Starting at the line that contains "Would you please place a dot on the stone" and ending after the line that contains "point(92, 170)", rewrite that stretch of the material with "stone base of arch" swapped for "base of the arch", leaving everything else unchanged.

(Point annotation dataset records)
────────────────

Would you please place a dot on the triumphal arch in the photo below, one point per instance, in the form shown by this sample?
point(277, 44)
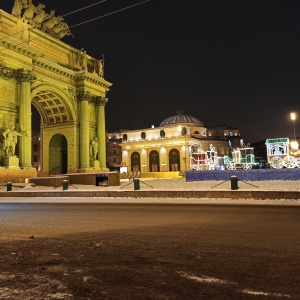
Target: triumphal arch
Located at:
point(64, 84)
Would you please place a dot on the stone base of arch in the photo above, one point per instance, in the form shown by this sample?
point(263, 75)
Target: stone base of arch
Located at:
point(16, 176)
point(92, 170)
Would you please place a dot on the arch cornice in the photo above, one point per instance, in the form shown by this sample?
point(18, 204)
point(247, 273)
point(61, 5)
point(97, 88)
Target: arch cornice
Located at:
point(64, 95)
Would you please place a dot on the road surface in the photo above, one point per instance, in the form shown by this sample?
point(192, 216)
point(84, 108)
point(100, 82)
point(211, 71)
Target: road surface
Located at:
point(149, 251)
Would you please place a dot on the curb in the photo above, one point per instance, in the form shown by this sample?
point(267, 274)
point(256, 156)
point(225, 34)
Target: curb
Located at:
point(262, 195)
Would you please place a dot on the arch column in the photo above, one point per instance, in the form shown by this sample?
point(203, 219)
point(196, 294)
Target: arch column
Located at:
point(84, 99)
point(101, 133)
point(25, 78)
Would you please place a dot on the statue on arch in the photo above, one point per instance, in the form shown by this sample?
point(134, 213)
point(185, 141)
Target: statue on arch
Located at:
point(94, 149)
point(10, 140)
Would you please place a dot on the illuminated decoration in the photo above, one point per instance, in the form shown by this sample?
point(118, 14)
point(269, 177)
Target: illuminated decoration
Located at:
point(168, 148)
point(236, 158)
point(279, 154)
point(204, 160)
point(241, 158)
point(294, 145)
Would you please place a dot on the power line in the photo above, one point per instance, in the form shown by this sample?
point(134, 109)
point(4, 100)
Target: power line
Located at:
point(72, 12)
point(114, 12)
point(125, 8)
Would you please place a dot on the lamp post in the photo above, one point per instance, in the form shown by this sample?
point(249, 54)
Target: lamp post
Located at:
point(293, 117)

────────────────

> Full response
Would you please place a dot on the base of the arch in the photo above, one point per instance, in the form shown by this sample?
point(263, 75)
Target: base of the arch
Located at:
point(16, 176)
point(92, 170)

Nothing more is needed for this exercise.